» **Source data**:
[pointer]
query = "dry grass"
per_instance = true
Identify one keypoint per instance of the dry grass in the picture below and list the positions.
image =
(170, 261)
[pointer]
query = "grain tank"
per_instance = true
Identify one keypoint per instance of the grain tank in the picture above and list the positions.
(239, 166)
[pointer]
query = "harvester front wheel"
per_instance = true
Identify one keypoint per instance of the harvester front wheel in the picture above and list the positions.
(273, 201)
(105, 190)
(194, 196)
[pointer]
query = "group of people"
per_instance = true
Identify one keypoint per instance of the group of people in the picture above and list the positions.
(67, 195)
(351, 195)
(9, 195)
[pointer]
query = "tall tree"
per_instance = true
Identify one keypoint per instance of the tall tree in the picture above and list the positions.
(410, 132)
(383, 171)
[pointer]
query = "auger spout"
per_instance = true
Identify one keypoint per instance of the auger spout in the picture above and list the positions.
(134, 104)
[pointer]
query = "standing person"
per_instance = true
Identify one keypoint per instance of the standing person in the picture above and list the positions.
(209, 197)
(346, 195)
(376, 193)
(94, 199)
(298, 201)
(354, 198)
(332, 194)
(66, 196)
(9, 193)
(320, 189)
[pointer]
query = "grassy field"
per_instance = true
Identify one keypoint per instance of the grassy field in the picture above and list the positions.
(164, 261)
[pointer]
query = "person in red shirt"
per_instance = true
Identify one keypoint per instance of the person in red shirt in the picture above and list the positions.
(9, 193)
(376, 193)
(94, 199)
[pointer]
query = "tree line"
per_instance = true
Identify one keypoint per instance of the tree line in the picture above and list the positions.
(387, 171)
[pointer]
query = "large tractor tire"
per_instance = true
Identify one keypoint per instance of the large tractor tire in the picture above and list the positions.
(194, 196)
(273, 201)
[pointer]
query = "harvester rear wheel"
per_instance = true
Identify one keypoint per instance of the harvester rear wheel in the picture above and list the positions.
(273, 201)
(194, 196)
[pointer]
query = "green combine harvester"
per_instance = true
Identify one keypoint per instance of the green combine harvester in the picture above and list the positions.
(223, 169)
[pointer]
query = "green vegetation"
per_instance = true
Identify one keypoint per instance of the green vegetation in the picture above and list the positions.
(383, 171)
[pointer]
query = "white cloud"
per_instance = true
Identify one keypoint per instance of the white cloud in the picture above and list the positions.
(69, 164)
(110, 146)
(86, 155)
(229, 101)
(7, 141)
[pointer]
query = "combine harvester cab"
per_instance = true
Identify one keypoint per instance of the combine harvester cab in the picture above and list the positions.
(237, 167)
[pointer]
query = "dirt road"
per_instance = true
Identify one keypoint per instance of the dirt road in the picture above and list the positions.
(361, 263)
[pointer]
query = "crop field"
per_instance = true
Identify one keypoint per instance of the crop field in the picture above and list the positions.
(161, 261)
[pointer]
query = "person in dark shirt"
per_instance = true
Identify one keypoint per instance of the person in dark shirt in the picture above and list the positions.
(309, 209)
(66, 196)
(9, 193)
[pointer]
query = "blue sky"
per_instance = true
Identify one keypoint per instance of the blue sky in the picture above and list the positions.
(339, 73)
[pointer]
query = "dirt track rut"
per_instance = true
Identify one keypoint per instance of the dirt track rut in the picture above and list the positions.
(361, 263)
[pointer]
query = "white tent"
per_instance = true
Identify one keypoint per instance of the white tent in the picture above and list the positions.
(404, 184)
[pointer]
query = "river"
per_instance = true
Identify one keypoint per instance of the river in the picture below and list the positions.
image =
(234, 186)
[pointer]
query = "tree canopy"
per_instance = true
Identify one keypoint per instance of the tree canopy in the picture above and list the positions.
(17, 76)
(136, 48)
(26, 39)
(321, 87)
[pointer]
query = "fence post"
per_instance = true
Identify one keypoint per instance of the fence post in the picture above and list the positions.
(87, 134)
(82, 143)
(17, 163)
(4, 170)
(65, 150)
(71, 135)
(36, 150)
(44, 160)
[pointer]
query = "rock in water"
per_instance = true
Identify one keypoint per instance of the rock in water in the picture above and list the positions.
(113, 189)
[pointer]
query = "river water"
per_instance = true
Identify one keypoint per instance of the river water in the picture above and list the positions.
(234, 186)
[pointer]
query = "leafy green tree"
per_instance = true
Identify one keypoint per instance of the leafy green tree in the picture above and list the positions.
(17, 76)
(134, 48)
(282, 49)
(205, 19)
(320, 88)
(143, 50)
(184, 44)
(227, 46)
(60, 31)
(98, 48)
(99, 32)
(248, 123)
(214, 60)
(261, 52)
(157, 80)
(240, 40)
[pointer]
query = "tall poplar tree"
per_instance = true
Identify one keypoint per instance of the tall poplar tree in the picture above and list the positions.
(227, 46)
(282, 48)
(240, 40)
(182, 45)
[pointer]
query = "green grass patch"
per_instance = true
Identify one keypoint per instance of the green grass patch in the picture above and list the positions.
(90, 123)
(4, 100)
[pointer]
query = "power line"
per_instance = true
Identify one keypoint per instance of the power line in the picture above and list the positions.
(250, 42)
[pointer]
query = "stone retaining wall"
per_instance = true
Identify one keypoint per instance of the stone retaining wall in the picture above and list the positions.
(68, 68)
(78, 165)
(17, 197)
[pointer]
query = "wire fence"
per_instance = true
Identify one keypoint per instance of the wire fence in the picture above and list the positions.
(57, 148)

» **Exercise**: In the entries above, some lines may contain the string "below"; report how many, without additional comment.

» **Output of the task**: 2